*TASK DETAILS*. Your reply must consist of the data below, reproduced character for character.

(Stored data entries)
◇ ◇ ◇ ◇ ◇
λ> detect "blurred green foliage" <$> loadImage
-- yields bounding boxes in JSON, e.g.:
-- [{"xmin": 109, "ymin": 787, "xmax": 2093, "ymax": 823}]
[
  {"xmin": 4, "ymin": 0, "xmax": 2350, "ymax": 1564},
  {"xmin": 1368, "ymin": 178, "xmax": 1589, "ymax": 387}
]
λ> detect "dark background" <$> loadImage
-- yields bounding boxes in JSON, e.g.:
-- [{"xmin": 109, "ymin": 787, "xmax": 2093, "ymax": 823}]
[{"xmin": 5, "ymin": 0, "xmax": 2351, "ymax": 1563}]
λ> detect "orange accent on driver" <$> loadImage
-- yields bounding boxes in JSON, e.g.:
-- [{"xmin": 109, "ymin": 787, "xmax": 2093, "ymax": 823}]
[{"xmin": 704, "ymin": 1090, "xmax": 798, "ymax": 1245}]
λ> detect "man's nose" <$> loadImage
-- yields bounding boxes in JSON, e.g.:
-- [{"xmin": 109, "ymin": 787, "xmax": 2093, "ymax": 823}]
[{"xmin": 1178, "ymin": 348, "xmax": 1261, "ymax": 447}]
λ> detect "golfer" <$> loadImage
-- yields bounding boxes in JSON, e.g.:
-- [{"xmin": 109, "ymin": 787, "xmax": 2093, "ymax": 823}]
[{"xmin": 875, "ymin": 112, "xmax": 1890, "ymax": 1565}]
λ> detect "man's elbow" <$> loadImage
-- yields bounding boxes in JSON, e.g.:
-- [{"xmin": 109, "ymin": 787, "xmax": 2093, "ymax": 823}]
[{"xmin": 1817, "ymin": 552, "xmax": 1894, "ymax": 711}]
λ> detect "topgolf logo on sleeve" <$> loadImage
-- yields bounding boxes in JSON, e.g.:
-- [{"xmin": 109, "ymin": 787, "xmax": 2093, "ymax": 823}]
◇ ◇ ◇ ◇ ◇
*PROBLEM SOLUTION*.
λ> detect "blurred green foliage" <$> loadImage
-- yields bounding boxes in JSON, e.g.:
-- [{"xmin": 109, "ymin": 787, "xmax": 2093, "ymax": 823}]
[
  {"xmin": 4, "ymin": 0, "xmax": 2350, "ymax": 1564},
  {"xmin": 1368, "ymin": 178, "xmax": 1589, "ymax": 387}
]
λ> detect "dark background" <$> loadImage
-- yields bounding boxes in JSON, e.g.:
-- [{"xmin": 109, "ymin": 787, "xmax": 2093, "ymax": 823}]
[{"xmin": 5, "ymin": 0, "xmax": 2351, "ymax": 1563}]
λ> detect "orange accent on driver" <$> loadImage
-- yields bounding boxes in JSON, e.g.:
-- [{"xmin": 109, "ymin": 787, "xmax": 2093, "ymax": 823}]
[{"xmin": 704, "ymin": 1090, "xmax": 798, "ymax": 1245}]
λ> detect "man's nose" <$> loadImage
-- yields bounding boxes in JSON, e.g.:
-- [{"xmin": 109, "ymin": 787, "xmax": 2093, "ymax": 823}]
[{"xmin": 1178, "ymin": 348, "xmax": 1261, "ymax": 447}]
λ> detect "golfer" <$> loadImage
-- yields bounding boxes in JSON, e.g.:
-- [{"xmin": 109, "ymin": 787, "xmax": 2093, "ymax": 823}]
[{"xmin": 875, "ymin": 112, "xmax": 1890, "ymax": 1565}]
λ> detect "man's elbow" <$> loadImage
-- yields bounding boxes in JSON, e.g.:
-- [{"xmin": 109, "ymin": 787, "xmax": 2093, "ymax": 823}]
[{"xmin": 1817, "ymin": 552, "xmax": 1894, "ymax": 711}]
λ> detect "topgolf logo on sleeve" <$> loadImage
-- yields bounding boxes in JSON, e.g.:
-- [{"xmin": 109, "ymin": 787, "xmax": 2093, "ymax": 823}]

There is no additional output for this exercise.